• _Passage_:
Wednesday, October 8, 2008

Goings On

Been a little while since I last posted anything, I've nothing to write really but I'd like to point out a few things that have been going on. I've been in full production mode.

Firstly, I've begun contributing to hehe2.net, a 'Linux Advocacy' blog run by Rami Taibah; as I've learned, it's actually quite a popular establishment in the blogosphere, and several of its articles have ended up being pointed to by numerous news sites like Digg.com. My first submitted article garnered over 900(!!) Diggs, and the second getting a little over 800. Working with this guy has been an absolute pleasure so far, and it's also giving my material a level of exposure that I've never experienced before. The whole experience has been fantastic, and hopefully it's to be the start of something even greater.

Apart from that, my online portfolio has also received a rather significant facelift, so here's how it's looking at the moment:



(Yeah, it shows Himclub.com dead-center on the main page... hope you don't mind, Klaus ;) )

Sunday, September 14, 2008

Working With IE6

Back in 2003, if w3schools is to be believed, 71% of people on the internet were using Microsoft Internet Explorer 6, thus making it the standard at the time for web browsers. When you made a website, you made it with IE6 in mind, and that meant you made it without upholding web standards in mind.

The reason for this, is because Microsoft's Internet Explorer series of browsers had, by way of bundling them with Windows computers and deeply integrating them with the OS, effectively forced everyone to use it in some capacity; and face it, most casual computer users see the IE icon on their desktop and think of it as “THE INTERNET”. The concept of replaceable web browsers, at the time, was an alien one to a lot of people, and it still is that way today.

With IE6 holding more than 2/3 of browser market share, IE's developers were in a position to make the web conform to standards set by them, instead of making a browser that conformed to the standards set by the web.

In all of the languages that go into creating web pages, there are universal standards that are set, and all browser developers and web designers are encouraged to stick to them; this is to ensure a seamless and identical experience for anyone that accesses any web page, regardless of their browser or their operating system. IE6, though, decided to ignore these for a large amount and make their own rules. Thus, web designers had to make special exceptions and hacks just to get their pages to display in IE6. Basically, it was a colossal pain in the arse for everyone, because of Microsoft's ignorance of standards that made for pages that would only display properly for some people and not others.

This was all five years ago, and IE6's successor has arrived so this kind of problem should be something that a designer or end user shouldn't have to worry about.

Unfortunately, that's not so.

Internet Explorer 7 arrived in late 2006 and along with it's new GUI that made a half-arsed effort at blatantly copying the layout that Mozilla pioneered with Firefox, they also improved their browsers conformity to web standards from being a complete joke to merely very bad. For a web page developer, this alleviates some of the headache, but the fact of the matter is they still need to make hacks and exceptions just to make their pages work for the majority that still use the IE family of browsers – I can attest to this personally from experience. This is further compounded by the fact that in 2008, seven years after its release, 26% of the online market still uses IE6.

• _To be done_:
(1) Name every website the blog mentions.
(2) Pick up the blog's post about working with IE6 right after its last sentence and keep it going.

• _Dataset excerpt_:
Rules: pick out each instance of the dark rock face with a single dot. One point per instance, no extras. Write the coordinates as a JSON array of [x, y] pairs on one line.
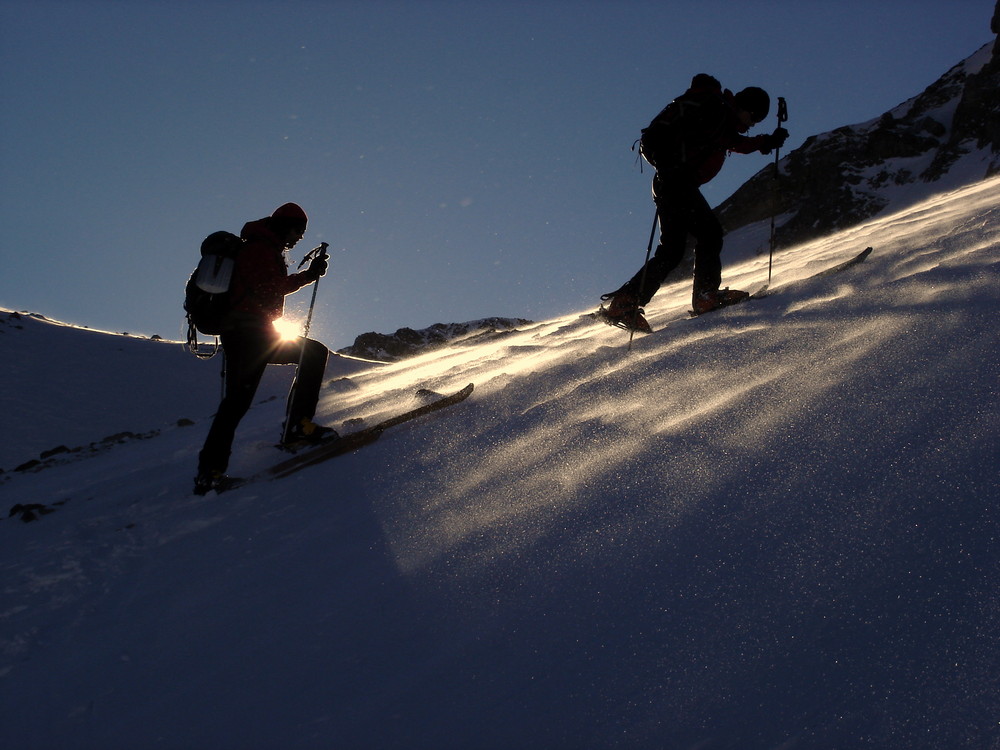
[[843, 177]]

• _In response_:
(1) hehe2.net, Digg.com, w3schools, Himclub.com

(2)
IE7 is already nearly two years old and its successor is almost around the corner, and it seems that Microsoft has done very little to promote it. There's no reminders popping up for IE6 users to remind them that the browser they're using is obsolete, Microsoft's other services rarely even mention that it exists. And of course, you still have those folks that think the little “E” icon on their desktop with the circle around it is “THE INTERNET”.

So, what can be done about this? Personally, I'm in favour of simply abandoning IE6 altogether, regardless of how many people like to use it. It's a poorly made, ancient relic of a browser and it just doesn't do the job anymore. People who use it need to get the message in their heads, it needs to be drilled in, plastered up and blinking in bright flashing neon, “Using IE6 to drive yourself through the internet is like driving down a highway in a car constructed of balsa wood and held together with dried spit, and you need to upgrade like yesterday”.

I'm sure this sounds like a rather anal kind of topic to be ranting about, but people who make websites will know what I'm about with this. Designing with IE6 in mind makes web designers want to strangle puppies.

So, for those few that read this, do your part and make sure, if you're using IE6, (Go to Help > About Internet Explorer to see if you are), do your part and upgrade it to the seventh version, or better yet, use a different browser altogether. Please, think of the puppies.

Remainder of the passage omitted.